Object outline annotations

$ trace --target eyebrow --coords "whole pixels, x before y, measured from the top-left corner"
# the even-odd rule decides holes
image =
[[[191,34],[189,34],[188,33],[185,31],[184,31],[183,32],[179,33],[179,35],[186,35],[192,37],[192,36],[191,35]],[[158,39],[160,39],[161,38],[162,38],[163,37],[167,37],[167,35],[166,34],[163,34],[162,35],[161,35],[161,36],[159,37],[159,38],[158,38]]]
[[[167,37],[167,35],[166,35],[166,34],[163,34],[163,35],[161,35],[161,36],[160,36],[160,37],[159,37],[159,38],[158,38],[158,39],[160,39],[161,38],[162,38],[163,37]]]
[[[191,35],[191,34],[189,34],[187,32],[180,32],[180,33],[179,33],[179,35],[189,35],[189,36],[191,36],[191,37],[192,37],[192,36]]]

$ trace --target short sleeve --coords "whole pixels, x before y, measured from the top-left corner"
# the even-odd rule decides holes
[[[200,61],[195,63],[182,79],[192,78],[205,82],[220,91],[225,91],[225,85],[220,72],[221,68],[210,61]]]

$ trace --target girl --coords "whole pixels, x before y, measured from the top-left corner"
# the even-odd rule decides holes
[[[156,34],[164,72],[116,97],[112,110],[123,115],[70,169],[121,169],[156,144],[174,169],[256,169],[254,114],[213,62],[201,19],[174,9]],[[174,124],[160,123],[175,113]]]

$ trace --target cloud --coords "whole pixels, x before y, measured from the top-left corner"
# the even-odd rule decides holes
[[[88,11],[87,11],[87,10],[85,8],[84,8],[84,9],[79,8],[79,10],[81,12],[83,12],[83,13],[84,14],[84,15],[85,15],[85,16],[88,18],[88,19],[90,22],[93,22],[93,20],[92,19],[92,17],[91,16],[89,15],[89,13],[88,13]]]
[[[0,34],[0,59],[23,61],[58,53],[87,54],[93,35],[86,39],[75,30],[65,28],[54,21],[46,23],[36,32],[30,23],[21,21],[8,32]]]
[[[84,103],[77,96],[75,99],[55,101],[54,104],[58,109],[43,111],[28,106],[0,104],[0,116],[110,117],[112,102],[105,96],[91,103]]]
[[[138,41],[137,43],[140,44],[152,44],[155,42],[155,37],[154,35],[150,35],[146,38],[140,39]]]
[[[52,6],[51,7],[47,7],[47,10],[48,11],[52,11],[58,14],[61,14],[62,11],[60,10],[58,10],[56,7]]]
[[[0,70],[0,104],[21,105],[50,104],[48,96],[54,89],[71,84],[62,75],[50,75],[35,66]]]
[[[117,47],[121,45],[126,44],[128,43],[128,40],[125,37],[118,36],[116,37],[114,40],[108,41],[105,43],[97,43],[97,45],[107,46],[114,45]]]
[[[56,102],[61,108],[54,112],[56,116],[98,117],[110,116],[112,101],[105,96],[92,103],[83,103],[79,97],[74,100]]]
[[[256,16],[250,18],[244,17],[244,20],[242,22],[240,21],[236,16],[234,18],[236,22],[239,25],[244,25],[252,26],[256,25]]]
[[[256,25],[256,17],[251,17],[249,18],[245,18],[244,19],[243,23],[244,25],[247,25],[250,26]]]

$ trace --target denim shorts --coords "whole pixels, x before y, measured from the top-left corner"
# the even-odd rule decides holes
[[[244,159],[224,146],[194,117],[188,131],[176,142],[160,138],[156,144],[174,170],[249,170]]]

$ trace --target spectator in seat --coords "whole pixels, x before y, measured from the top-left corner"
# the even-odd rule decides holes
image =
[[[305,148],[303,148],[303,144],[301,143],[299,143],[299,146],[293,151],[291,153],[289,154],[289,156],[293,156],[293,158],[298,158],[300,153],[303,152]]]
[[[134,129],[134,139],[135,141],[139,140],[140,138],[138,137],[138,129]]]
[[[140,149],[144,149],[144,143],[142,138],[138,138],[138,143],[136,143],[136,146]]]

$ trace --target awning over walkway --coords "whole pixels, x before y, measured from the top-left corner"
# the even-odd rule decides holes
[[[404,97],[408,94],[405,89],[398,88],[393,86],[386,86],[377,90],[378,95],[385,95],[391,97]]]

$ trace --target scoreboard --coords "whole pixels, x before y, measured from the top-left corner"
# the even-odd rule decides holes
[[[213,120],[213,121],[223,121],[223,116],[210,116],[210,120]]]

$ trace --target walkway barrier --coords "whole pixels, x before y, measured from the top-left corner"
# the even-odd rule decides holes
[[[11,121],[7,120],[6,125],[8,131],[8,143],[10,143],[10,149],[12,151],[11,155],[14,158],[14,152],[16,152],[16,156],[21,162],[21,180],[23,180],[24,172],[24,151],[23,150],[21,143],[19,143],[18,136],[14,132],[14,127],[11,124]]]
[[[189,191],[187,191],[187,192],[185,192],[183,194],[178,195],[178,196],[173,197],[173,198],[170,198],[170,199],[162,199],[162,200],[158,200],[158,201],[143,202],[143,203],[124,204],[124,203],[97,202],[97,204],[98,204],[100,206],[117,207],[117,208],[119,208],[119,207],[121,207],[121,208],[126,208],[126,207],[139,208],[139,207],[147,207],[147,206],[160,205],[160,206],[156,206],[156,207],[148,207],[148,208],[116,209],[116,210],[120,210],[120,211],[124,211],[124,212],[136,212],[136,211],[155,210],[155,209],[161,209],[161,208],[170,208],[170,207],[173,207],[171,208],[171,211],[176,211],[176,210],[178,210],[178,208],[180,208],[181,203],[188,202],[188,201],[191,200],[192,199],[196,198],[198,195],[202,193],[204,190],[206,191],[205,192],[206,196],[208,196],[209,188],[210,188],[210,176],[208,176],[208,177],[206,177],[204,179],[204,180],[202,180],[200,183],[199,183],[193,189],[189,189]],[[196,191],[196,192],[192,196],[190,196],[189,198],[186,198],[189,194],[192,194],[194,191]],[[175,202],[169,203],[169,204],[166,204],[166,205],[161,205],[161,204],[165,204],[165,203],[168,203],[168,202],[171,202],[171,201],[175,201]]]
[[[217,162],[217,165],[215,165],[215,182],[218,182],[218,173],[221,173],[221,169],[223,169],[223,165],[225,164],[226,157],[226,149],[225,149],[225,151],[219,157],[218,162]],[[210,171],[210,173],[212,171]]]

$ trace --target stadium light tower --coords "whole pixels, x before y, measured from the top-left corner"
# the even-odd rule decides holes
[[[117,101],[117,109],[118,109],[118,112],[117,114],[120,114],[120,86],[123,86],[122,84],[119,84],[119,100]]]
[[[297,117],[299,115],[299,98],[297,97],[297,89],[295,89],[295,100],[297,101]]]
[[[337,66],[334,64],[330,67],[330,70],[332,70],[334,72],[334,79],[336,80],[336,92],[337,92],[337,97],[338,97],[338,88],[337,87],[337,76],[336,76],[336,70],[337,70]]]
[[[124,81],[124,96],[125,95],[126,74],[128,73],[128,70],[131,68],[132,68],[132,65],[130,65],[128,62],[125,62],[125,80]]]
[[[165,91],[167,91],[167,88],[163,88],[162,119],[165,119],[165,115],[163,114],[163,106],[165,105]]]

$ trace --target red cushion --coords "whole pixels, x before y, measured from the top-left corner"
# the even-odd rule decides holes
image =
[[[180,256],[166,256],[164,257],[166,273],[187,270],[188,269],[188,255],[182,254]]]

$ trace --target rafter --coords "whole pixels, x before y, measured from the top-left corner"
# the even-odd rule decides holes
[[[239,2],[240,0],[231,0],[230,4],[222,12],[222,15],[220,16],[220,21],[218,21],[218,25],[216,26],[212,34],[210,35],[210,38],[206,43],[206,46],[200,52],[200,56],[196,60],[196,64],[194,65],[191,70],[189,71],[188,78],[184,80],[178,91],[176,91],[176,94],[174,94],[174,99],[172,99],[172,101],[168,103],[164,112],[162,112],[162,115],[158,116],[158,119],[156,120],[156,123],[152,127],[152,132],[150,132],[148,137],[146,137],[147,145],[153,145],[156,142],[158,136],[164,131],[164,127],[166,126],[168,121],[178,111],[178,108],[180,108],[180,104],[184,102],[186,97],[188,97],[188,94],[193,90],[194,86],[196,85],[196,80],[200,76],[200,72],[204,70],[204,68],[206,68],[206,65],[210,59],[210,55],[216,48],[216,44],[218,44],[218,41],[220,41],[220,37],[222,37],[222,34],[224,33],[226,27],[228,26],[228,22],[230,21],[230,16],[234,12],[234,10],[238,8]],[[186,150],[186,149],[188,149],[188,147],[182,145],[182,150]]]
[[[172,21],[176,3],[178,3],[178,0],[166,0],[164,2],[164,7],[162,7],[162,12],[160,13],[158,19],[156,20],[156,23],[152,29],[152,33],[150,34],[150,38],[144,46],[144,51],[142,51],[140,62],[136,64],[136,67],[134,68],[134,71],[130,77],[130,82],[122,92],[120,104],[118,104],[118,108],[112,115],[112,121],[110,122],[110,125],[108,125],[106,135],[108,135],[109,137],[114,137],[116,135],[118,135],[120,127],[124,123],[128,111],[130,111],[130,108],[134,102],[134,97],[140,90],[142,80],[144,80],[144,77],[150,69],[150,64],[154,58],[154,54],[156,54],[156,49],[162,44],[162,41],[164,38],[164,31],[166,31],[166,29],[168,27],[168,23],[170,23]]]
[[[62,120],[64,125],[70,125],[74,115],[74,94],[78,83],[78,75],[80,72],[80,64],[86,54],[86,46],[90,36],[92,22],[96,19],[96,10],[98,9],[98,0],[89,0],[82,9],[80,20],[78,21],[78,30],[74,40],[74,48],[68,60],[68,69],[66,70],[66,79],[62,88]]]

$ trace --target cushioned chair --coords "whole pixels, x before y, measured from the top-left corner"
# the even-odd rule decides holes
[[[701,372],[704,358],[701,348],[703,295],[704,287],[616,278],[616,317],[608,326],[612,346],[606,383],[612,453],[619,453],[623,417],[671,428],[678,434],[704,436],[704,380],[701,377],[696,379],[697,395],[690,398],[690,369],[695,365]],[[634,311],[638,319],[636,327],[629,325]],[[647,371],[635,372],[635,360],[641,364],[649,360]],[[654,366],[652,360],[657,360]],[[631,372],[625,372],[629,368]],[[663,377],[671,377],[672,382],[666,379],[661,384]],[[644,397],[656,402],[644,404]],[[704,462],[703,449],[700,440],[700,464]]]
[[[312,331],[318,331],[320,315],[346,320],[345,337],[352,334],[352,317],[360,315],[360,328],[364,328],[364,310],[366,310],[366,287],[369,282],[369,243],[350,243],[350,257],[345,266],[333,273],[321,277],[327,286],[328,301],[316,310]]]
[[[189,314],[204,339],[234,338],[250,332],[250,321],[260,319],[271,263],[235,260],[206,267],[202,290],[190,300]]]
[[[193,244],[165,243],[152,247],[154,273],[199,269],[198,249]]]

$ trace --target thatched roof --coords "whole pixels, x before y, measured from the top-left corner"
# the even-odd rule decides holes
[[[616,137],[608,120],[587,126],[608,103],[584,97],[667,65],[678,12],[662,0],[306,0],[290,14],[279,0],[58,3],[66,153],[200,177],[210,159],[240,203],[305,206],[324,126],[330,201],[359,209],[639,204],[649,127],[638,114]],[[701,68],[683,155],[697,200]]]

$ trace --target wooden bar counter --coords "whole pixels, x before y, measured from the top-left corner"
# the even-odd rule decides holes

__Directions__. Turn everything from the line containing "trace --target awning" down to the line containing "[[[213,120],[213,121],[223,121],[223,116],[210,116],[210,120]]]" into a numbered list, skipping any blank lines.

__Solution for this task__.
1. $ trace --target awning over walkway --coords "whole pixels, x before y, measured from the top-left corner"
2. # the even-odd rule decides holes
3. [[[404,97],[408,94],[405,89],[398,88],[393,86],[386,86],[377,90],[378,95],[385,95],[391,97]]]
4. $ trace --target scoreboard --coords "whole pixels, x before y, measured from the top-left corner"
5. # the even-odd rule decides holes
6. [[[213,120],[213,121],[223,121],[223,116],[210,116],[210,120]]]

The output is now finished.